======== Data excerpts
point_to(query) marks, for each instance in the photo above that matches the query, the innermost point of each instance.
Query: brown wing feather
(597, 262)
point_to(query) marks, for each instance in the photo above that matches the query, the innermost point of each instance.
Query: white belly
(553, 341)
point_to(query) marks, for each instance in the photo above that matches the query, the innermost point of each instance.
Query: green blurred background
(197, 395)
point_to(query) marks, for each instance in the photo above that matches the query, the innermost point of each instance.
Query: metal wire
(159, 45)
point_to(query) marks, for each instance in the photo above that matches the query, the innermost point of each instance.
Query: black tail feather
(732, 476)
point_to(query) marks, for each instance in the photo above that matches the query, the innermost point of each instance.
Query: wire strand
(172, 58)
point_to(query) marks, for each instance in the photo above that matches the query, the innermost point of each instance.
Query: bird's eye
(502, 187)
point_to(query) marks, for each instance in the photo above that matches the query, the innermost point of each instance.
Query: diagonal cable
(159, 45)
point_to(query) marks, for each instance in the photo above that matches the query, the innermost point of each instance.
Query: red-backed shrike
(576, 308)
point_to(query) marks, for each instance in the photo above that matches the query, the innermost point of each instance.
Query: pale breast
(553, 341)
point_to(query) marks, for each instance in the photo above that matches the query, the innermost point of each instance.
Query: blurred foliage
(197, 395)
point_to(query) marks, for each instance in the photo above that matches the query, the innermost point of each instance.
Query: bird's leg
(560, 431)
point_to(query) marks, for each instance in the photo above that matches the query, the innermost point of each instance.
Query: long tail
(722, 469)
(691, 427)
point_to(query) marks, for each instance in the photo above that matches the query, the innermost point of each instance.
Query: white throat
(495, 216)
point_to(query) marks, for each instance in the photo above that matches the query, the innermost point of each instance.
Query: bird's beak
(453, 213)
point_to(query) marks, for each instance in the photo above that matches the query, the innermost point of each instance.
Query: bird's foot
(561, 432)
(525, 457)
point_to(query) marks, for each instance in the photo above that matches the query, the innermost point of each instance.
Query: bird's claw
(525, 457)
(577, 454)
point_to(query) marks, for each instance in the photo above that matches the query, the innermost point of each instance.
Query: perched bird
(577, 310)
================
Goal. From the records, extract each line containing the word "blurred", matching case exactly.

Task response.
Query: green blurred background
Query: blurred foliage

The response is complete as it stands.